Data lines:
□ □ □ □ □

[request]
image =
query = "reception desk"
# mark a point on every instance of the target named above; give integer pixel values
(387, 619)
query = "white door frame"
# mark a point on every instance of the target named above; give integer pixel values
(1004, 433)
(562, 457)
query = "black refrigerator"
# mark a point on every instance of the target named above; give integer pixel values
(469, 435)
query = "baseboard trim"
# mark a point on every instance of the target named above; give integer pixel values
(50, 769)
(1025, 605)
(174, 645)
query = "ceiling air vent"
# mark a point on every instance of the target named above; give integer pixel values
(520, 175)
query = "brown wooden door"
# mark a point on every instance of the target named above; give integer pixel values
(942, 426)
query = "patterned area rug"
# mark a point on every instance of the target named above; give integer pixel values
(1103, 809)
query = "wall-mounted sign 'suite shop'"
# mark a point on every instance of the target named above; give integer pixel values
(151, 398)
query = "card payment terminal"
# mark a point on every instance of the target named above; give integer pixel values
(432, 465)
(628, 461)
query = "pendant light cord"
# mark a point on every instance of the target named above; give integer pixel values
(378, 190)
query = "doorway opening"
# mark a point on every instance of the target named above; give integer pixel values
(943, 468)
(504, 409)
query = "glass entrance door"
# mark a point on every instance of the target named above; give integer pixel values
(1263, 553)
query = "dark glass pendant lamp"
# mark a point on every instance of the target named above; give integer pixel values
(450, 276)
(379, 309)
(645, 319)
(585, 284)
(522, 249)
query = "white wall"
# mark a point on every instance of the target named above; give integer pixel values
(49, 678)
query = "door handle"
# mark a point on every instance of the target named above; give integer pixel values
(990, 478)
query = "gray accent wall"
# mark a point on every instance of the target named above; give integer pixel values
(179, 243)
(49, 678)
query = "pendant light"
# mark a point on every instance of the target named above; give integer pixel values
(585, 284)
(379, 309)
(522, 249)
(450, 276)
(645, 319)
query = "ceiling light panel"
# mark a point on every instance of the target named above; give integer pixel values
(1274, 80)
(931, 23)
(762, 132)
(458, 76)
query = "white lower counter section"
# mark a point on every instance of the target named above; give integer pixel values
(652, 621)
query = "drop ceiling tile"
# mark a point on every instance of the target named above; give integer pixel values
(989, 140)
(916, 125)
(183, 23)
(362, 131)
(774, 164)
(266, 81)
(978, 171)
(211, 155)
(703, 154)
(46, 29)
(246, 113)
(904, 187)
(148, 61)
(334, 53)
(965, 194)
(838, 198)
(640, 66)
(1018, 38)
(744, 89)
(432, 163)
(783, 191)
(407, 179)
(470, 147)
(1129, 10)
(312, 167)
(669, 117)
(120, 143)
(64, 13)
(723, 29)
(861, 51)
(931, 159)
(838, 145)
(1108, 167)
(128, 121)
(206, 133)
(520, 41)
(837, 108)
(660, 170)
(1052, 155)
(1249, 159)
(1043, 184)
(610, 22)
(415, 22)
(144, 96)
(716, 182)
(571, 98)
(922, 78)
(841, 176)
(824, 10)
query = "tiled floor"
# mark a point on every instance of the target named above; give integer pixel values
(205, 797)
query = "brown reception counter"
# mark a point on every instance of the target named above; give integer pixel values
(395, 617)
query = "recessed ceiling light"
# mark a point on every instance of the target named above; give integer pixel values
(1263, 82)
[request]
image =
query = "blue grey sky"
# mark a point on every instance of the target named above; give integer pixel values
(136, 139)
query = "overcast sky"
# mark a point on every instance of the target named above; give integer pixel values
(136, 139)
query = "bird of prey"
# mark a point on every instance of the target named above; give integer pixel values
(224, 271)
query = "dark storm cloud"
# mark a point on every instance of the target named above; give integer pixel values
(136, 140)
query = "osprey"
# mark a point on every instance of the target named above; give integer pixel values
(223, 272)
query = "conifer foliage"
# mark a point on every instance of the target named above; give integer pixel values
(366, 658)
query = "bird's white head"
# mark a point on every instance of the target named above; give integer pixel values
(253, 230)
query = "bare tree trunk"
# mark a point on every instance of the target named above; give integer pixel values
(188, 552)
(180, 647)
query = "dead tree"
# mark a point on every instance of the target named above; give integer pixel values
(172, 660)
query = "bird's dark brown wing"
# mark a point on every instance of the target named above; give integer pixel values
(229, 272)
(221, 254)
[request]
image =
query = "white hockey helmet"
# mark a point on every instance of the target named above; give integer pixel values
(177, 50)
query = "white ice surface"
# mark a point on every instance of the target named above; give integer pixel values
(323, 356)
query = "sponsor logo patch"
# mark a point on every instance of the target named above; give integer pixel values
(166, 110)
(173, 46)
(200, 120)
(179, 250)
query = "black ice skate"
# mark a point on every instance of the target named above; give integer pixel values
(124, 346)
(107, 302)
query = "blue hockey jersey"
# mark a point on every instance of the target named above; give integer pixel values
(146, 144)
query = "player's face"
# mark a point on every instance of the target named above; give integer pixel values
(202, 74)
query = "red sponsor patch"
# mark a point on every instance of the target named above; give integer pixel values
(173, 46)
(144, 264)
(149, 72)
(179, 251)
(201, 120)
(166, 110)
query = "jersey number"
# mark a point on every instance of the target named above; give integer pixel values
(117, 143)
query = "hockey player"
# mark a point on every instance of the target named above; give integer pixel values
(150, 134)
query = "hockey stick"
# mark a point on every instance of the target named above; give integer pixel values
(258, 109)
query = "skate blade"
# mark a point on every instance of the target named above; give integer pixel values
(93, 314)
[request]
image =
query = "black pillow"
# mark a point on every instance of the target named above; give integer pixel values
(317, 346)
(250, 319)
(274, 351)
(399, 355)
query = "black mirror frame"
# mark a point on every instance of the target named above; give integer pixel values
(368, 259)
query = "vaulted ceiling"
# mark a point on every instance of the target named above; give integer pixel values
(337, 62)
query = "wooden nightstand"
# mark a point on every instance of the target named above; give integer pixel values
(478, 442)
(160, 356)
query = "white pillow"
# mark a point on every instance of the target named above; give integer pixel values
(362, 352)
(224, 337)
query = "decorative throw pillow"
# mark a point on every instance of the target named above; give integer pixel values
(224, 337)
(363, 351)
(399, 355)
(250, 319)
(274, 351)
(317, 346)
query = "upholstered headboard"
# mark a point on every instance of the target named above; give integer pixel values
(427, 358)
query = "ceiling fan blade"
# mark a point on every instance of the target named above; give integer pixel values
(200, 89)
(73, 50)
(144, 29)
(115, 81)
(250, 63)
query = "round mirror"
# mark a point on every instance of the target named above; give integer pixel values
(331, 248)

□ □ □ □ □

Reproduce all of the entries above word for word, leaving every line unchanged.

Task answer:
[request]
image =
query = "reception desk"
# mark a point on every instance of the target named above; give integer pixel values
(387, 619)
query = "white door frame"
# mark a point on every instance of the target named above; give integer pixel values
(1004, 433)
(562, 457)
query = "black refrigerator"
# mark a point on every instance of the target named above; give integer pixel values
(469, 435)
query = "baseboard trim"
# mark a point on every instance of the target named above; give integer pixel values
(50, 769)
(1025, 605)
(174, 645)
query = "ceiling air vent"
# mark a point on every instance of the target named above; give integer pixel values
(520, 175)
query = "brown wooden door"
# mark a point on every instance of the target named above; give integer pixel values
(942, 426)
query = "patterned area rug"
# mark a point on every instance of the target named above; give integer pixel values
(1103, 809)
query = "wall-mounted sign 'suite shop'"
# mark a point on every instance of the target named above; give integer pixel values
(151, 398)
query = "card payment terminal"
# mark a point on every instance of the target named above; give integer pixel values
(432, 465)
(628, 461)
query = "pendant light cord"
# mark a point on every instance of the target named above; give integer pixel values
(378, 190)
query = "doorway opening"
# mark a point on every instance of the target named above; give integer pixel values
(943, 468)
(504, 409)
query = "glass entrance door"
# mark a point on every instance of the target named above; give integer pixel values
(1263, 553)
query = "dark glass pendant lamp"
# mark a point on every instance of the target named above; give integer pixel values
(450, 276)
(379, 309)
(645, 319)
(585, 284)
(522, 249)
query = "white wall"
# mark a point on every instance of the target named above; give integer pixel values
(49, 678)
query = "door handle"
# mark a point on every instance of the target named above; give integer pixel values
(990, 478)
query = "gray accent wall"
# mark a point on every instance of the target named above; give integer pixel values
(179, 243)
(49, 678)
query = "pendant light"
# mark a point on every instance of the target named above; give integer pixel values
(585, 284)
(379, 309)
(522, 249)
(450, 276)
(645, 319)
query = "ceiling light panel"
# mark a point on every instance of the target named above; give integer pixel values
(1274, 80)
(931, 23)
(762, 132)
(458, 76)
query = "white lower counter section"
# mark a point on every instance of the target named above; give integer pixel values
(652, 621)
query = "drop ceiling tile"
# mark a point on every instance of the target named above; give integer pixel values
(989, 140)
(916, 125)
(183, 23)
(362, 131)
(774, 164)
(266, 81)
(978, 171)
(211, 155)
(703, 154)
(46, 29)
(246, 113)
(904, 187)
(148, 61)
(334, 53)
(965, 194)
(838, 198)
(640, 66)
(1018, 38)
(744, 89)
(432, 163)
(783, 191)
(407, 179)
(470, 147)
(1129, 10)
(312, 167)
(669, 117)
(120, 143)
(64, 13)
(723, 29)
(861, 51)
(931, 159)
(838, 145)
(1108, 167)
(128, 121)
(206, 133)
(520, 41)
(837, 108)
(660, 170)
(1052, 155)
(1249, 159)
(1043, 184)
(610, 22)
(415, 22)
(144, 96)
(716, 182)
(571, 98)
(922, 78)
(841, 176)
(824, 10)
query = "tiled floor"
# mark a point on every instance of the target named above; give integer pixel values
(205, 797)
query = "brown reception counter"
# mark a point on every instance of the target named above; give integer pixel values
(395, 617)
query = "recessed ceiling light"
# mark a point on every instance of the target named above; give integer pixel values
(1263, 82)
[request]
image =
query = "blue grey sky"
# mark a point on every instance of the target named above; give integer pixel values
(136, 139)
query = "overcast sky"
# mark a point on every instance of the target named above; give integer pixel values
(136, 139)
query = "bird of prey"
# mark a point on every instance of the target named above; give integer pixel values
(224, 271)
query = "dark storm cloud"
# mark a point on every instance of the target named above; give integer pixel values
(136, 140)
query = "osprey"
# mark a point on every instance of the target named above; give integer pixel values
(223, 272)
query = "conifer foliage"
# mark a point on every instance of the target named above; give integer pixel values
(366, 658)
query = "bird's white head"
# mark a point on every instance of the target named above; give integer pixel values
(253, 230)
query = "bare tree trunk"
# mark a point on every instance of the target named above; give integer pixel values
(188, 552)
(180, 647)
query = "dead tree"
# mark a point on every instance of the target named above; give integer pixel values
(172, 660)
query = "bird's dark brown wing"
# mark a point on every instance of the target named above; give integer pixel values
(229, 272)
(221, 254)
[request]
image =
query = "white hockey helmet"
# mark a point on every instance of the target named above; give integer pixel values
(177, 50)
query = "white ice surface"
# mark a point on every instance of the target named above; give integer pixel values
(323, 356)
query = "sponsor logo patch"
# mark a point on every instance of the target named above; give integer pixel values
(166, 110)
(173, 46)
(200, 120)
(179, 250)
query = "black ice skate"
# mark a point on every instance of the target named above; give integer pixel values
(124, 346)
(107, 302)
query = "blue hockey jersey"
# mark a point on every instance of the target named above; give integer pixel values
(146, 144)
query = "player's face"
# mark a point on every instance of the target named above; give integer pixel values
(202, 74)
query = "red sponsor patch"
# mark a point on every instance of the target named above; give integer pixel values
(173, 46)
(144, 264)
(149, 72)
(179, 251)
(201, 120)
(166, 110)
query = "jersey number"
# mark a point on every instance of the target named above; give integer pixel values
(117, 143)
query = "hockey player"
# mark a point on every instance of the target named above; give integer pixel values
(150, 134)
query = "hockey stick"
# mark a point on every instance of the target named above; give integer pixel values
(258, 109)
query = "skate blade"
# mark a point on every instance of the target named above; give integer pixel values
(93, 314)
[request]
image =
query = "black pillow"
# mark a point on every instance of the target named above; give integer pixel values
(317, 346)
(250, 319)
(274, 351)
(399, 355)
query = "black mirror frame"
# mark a point on every instance of the target named above; give integer pixel values
(368, 259)
query = "vaulted ceiling"
# mark a point on every instance of the target named above; give integer pixel values
(337, 62)
query = "wooden nightstand"
# mark a point on every instance of the target named above; give integer pixel values
(478, 442)
(160, 356)
query = "white pillow"
# mark a point on every instance of the target named above; give integer pixel values
(362, 352)
(224, 337)
query = "decorative throw pillow"
# mark a point on every instance of the target named above; give integer pixel values
(224, 337)
(363, 351)
(399, 355)
(250, 319)
(274, 351)
(317, 346)
query = "upholstered headboard"
# mark a point on every instance of the target named above; give integer pixel values
(427, 358)
query = "ceiling fan blade"
# mark a point on every instance of the target named above; give integer pixel values
(200, 89)
(73, 50)
(144, 29)
(115, 81)
(250, 63)
query = "round mirror"
# mark a point on every instance of the target named above; give integer pixel values
(331, 248)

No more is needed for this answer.